What is asked ::
Write out the listing beneath this instruction in its entirety, exactly as it reads.

Record excerpts ::
----------------------------------------

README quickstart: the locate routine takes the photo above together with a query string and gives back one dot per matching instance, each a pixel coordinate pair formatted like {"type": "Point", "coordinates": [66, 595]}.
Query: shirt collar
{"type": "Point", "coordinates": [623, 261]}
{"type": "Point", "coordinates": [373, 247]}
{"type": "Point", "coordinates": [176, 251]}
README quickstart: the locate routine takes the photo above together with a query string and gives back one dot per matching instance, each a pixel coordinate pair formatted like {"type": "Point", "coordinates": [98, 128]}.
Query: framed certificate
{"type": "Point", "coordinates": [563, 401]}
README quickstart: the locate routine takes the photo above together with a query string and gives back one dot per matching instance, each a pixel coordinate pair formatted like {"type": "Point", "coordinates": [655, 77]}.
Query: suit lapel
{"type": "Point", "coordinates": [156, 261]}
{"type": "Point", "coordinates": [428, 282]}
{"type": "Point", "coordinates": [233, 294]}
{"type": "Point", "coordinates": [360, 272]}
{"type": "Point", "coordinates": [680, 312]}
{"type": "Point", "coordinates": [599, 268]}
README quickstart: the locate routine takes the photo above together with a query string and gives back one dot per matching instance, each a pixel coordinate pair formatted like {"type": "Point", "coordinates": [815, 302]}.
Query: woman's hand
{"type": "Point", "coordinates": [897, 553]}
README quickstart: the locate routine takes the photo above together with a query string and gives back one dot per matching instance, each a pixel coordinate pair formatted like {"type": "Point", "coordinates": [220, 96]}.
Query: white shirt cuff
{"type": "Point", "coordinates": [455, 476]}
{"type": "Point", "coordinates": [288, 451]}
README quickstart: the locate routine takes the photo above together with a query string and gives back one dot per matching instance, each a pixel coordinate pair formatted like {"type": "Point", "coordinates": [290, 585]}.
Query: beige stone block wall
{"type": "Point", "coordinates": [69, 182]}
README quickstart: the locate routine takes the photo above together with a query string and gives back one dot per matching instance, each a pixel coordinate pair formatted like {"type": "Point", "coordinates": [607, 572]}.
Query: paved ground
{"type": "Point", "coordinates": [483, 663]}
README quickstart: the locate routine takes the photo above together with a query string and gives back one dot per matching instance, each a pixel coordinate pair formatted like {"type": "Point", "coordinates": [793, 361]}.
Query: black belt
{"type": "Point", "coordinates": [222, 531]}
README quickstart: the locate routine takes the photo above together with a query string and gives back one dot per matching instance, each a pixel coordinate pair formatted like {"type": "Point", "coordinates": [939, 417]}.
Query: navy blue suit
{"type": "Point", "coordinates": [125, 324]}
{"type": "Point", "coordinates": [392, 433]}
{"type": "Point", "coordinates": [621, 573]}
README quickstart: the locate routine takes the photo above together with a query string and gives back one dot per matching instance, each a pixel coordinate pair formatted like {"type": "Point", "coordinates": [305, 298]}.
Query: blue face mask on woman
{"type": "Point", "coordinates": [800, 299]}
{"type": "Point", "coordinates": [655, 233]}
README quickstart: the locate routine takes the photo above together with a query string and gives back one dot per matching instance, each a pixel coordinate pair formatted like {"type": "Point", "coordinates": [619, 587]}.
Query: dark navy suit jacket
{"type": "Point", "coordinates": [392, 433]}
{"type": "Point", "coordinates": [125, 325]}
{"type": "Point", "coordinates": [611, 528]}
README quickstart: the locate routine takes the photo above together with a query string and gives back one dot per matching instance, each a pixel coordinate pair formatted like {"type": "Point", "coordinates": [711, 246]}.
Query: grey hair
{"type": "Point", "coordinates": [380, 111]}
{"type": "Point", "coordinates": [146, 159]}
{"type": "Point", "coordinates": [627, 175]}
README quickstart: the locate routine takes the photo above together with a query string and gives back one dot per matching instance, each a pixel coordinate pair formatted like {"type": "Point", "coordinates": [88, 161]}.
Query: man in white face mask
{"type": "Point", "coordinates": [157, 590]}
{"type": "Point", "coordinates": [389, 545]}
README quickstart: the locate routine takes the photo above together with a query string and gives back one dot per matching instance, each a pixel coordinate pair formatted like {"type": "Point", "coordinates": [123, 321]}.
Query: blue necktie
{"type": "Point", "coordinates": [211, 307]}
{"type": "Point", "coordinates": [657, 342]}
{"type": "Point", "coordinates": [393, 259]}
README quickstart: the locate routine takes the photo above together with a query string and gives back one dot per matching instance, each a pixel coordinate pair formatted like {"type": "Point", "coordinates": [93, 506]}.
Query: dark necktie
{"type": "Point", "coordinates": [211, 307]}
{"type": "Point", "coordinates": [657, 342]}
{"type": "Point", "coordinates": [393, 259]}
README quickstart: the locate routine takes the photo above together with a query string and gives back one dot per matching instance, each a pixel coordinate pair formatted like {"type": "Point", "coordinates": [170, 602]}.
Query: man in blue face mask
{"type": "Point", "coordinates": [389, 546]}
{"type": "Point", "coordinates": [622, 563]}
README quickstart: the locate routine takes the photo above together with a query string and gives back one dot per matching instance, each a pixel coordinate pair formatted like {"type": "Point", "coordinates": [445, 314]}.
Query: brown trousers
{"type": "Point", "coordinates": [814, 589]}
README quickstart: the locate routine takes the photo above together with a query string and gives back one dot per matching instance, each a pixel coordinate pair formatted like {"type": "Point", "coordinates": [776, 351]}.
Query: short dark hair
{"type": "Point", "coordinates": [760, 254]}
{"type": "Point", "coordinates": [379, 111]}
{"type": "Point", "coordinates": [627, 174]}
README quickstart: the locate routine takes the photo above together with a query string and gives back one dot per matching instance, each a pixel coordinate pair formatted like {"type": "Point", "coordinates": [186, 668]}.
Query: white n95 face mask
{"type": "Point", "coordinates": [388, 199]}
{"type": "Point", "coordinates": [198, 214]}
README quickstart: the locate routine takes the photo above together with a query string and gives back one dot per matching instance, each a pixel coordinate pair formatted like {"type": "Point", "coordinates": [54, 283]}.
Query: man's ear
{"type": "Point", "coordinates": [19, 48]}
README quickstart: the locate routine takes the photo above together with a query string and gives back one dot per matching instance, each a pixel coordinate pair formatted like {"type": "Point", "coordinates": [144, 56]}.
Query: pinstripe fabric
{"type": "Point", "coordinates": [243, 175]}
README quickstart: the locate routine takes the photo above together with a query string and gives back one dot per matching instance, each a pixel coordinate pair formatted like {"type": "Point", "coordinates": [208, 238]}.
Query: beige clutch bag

----------------------------------------

In response ::
README quickstart: the locate routine takes the photo above together with a query string and gives back one dot per matching instance, each a pixel coordinate pair formatted like {"type": "Point", "coordinates": [66, 595]}.
Query: shirt collar
{"type": "Point", "coordinates": [623, 261]}
{"type": "Point", "coordinates": [373, 247]}
{"type": "Point", "coordinates": [176, 251]}
README quickstart: the locate routine takes the photo above together with a query string and gives back one dot per matching instance, each a pixel coordinate pair formatted like {"type": "Point", "coordinates": [98, 128]}.
Query: framed certificate
{"type": "Point", "coordinates": [563, 401]}
README quickstart: the locate routine takes the photo above together with a query string and gives back one dot per matching instance, each a pixel coordinate pair formatted like {"type": "Point", "coordinates": [655, 77]}.
Query: suit lapel
{"type": "Point", "coordinates": [156, 261]}
{"type": "Point", "coordinates": [428, 282]}
{"type": "Point", "coordinates": [233, 294]}
{"type": "Point", "coordinates": [360, 272]}
{"type": "Point", "coordinates": [680, 312]}
{"type": "Point", "coordinates": [599, 268]}
README quickstart: the locate routine takes the photo above together with a query string and gives back one dot per matching instance, each a pixel coordinate pair formatted like {"type": "Point", "coordinates": [815, 302]}.
Query: woman's hand
{"type": "Point", "coordinates": [897, 553]}
README quickstart: the locate routine takes the photo above together with a query string and gives back one dot per matching instance, each a pixel coordinate pair formatted like {"type": "Point", "coordinates": [220, 96]}.
Query: white shirt cuff
{"type": "Point", "coordinates": [455, 476]}
{"type": "Point", "coordinates": [288, 451]}
README quickstart: the locate routine takes the photo above together with a query string and gives back one dot per matching instance, each a pixel coordinate pair formatted like {"type": "Point", "coordinates": [290, 585]}.
Query: beige stone block wall
{"type": "Point", "coordinates": [69, 182]}
README quickstart: the locate routine takes the photo above together with a query string and gives back one dot per matching instance, each a pixel coordinate pair formatted like {"type": "Point", "coordinates": [607, 572]}.
Query: paved ground
{"type": "Point", "coordinates": [483, 663]}
README quickstart: the locate routine takes the photo above together with a query string and gives back one dot per matching instance, each a pixel coordinate pair formatted like {"type": "Point", "coordinates": [793, 361]}.
Query: black belt
{"type": "Point", "coordinates": [222, 531]}
README quickstart: the locate routine takes the photo above together with a query string and gives back one dot per matching instance, each a pixel coordinate pair formatted like {"type": "Point", "coordinates": [939, 417]}.
Query: navy blue suit
{"type": "Point", "coordinates": [125, 324]}
{"type": "Point", "coordinates": [392, 433]}
{"type": "Point", "coordinates": [621, 573]}
README quickstart: the locate routine takes the photo above together with a query string and gives back one dot per matching instance, each a pixel coordinate pair formatted like {"type": "Point", "coordinates": [305, 298]}.
Query: blue face mask on woman
{"type": "Point", "coordinates": [800, 299]}
{"type": "Point", "coordinates": [655, 233]}
README quickstart: the locate routine takes the photo above together with a query string and gives back one dot per matching instance, each a pixel coordinate pair formatted like {"type": "Point", "coordinates": [619, 587]}.
Query: dark navy suit jacket
{"type": "Point", "coordinates": [392, 433]}
{"type": "Point", "coordinates": [125, 325]}
{"type": "Point", "coordinates": [611, 528]}
README quickstart: the locate routine takes the photo above together with a query string and gives back one dot per matching instance, each a pixel coordinate pair formatted like {"type": "Point", "coordinates": [711, 246]}.
Query: grey hair
{"type": "Point", "coordinates": [380, 111]}
{"type": "Point", "coordinates": [146, 159]}
{"type": "Point", "coordinates": [627, 175]}
README quickstart: the locate routine takes the photo above together with a query string and gives back one dot per matching instance, each a pixel coordinate pair formatted like {"type": "Point", "coordinates": [88, 161]}.
Query: man in white face mask
{"type": "Point", "coordinates": [157, 590]}
{"type": "Point", "coordinates": [389, 545]}
README quickstart: the locate routine takes the photo above together with a query string and gives back one dot per matching instance, each a pixel coordinate pair formatted like {"type": "Point", "coordinates": [123, 321]}.
Query: blue necktie
{"type": "Point", "coordinates": [211, 307]}
{"type": "Point", "coordinates": [657, 342]}
{"type": "Point", "coordinates": [393, 259]}
README quickstart: the locate routine takes the photo above together with a query string and gives back one dot per matching instance, each a pixel coordinate pair formatted like {"type": "Point", "coordinates": [93, 506]}.
Query: dark necktie
{"type": "Point", "coordinates": [211, 307]}
{"type": "Point", "coordinates": [657, 342]}
{"type": "Point", "coordinates": [393, 259]}
README quickstart: the locate routine takes the photo above together with a query string and gives back one dot per matching instance, each a pixel coordinate pair formatted like {"type": "Point", "coordinates": [170, 602]}.
Query: man in blue face mask
{"type": "Point", "coordinates": [389, 546]}
{"type": "Point", "coordinates": [622, 563]}
README quickstart: the locate routine takes the photo above together with a query string and gives back one dot per matching instance, each a pixel coordinate pair formatted like {"type": "Point", "coordinates": [445, 314]}.
Query: brown trousers
{"type": "Point", "coordinates": [814, 589]}
README quickstart: the locate routine takes the photo above together with a query string and gives back one dot per matching instance, each a pixel coordinate pair formatted like {"type": "Point", "coordinates": [776, 351]}.
Query: short dark hair
{"type": "Point", "coordinates": [760, 254]}
{"type": "Point", "coordinates": [379, 111]}
{"type": "Point", "coordinates": [627, 174]}
README quickstart: the locate routine takes the photo above together with a query string and gives back one dot per matching instance, each a pixel coordinate pair formatted like {"type": "Point", "coordinates": [186, 668]}.
Query: white n95 face mask
{"type": "Point", "coordinates": [388, 199]}
{"type": "Point", "coordinates": [198, 214]}
README quickstart: the locate routine takes the photo above together with a query string and gives back one dot per matching instance, each a pixel coordinate pair formatted like {"type": "Point", "coordinates": [54, 283]}.
Query: man's ear
{"type": "Point", "coordinates": [19, 48]}
README quickstart: the locate routine takes the photo above together with a query string and gives back one dot per matching instance, each a pixel coordinate pair formatted like {"type": "Point", "coordinates": [144, 56]}.
Query: pinstripe fabric
{"type": "Point", "coordinates": [243, 175]}
README quickstart: the locate routine takes the photo above together with a query string and gives back one dot per matching instance, each a pixel coordinate pair formatted like {"type": "Point", "coordinates": [208, 238]}.
Query: beige clutch bag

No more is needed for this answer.